YOUR OBJECTIVE
The stretch wanted below opens at the line containing "pixel 140 115" and closes at the line containing "pixel 143 103". Please return it exactly, with no other lines.

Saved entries

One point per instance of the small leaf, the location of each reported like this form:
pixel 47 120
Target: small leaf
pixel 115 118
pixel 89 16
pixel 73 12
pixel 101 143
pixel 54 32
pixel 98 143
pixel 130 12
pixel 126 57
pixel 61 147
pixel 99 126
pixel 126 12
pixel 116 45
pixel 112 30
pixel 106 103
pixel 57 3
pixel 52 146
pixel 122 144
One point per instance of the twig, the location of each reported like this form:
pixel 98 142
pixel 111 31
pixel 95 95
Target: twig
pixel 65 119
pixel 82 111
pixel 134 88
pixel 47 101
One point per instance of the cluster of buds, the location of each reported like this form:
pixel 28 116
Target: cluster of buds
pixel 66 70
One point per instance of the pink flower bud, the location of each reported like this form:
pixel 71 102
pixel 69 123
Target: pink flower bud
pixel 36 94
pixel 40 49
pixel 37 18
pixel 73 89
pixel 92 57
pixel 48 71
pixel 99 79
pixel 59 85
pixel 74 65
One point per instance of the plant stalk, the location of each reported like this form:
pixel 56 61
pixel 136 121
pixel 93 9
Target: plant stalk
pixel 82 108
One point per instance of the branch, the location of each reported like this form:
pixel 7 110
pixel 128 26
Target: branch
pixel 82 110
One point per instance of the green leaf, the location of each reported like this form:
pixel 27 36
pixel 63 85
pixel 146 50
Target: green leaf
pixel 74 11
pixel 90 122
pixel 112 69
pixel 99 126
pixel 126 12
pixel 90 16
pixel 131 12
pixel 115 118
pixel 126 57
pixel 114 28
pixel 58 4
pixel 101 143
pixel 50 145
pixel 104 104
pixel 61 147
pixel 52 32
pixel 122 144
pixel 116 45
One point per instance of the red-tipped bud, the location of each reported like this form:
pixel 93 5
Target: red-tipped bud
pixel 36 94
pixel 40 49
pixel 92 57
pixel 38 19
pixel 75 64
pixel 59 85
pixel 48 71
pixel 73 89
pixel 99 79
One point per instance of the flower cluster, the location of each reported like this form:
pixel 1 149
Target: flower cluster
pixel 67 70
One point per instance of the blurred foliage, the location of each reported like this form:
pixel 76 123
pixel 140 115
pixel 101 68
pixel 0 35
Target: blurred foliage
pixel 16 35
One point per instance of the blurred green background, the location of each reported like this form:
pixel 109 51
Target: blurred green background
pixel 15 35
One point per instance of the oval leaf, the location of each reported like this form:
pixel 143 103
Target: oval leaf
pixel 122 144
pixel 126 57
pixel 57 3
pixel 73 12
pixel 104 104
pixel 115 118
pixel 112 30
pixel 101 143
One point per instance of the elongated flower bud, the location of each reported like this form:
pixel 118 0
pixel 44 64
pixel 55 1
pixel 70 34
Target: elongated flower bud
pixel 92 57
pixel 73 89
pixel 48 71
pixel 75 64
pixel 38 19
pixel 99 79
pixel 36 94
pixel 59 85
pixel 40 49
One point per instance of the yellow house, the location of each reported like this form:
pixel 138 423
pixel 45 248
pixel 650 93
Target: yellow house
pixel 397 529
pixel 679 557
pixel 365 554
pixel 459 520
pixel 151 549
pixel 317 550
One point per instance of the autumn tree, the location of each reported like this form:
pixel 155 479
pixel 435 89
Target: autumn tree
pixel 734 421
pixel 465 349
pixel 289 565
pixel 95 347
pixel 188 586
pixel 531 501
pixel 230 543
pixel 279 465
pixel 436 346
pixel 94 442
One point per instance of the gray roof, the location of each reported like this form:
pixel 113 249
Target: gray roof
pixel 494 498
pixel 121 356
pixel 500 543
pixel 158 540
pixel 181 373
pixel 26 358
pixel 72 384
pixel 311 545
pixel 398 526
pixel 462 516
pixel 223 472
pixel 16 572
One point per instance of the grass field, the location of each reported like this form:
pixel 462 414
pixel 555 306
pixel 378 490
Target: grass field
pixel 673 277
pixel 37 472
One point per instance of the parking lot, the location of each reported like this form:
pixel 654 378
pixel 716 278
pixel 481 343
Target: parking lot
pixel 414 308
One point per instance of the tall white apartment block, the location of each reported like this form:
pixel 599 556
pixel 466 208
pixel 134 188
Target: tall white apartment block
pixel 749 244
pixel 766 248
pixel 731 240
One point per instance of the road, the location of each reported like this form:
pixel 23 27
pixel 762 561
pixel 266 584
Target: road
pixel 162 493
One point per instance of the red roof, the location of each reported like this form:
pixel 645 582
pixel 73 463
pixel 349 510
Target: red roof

THE COMPLETED TASK
pixel 140 115
pixel 101 68
pixel 0 35
Target: blurred foliage
pixel 16 35
One point per instance of the blurred green background, the location of each reported like this form:
pixel 109 51
Target: blurred green background
pixel 15 35
One point per instance of the oval leaf, the location of each reported like this form:
pixel 143 103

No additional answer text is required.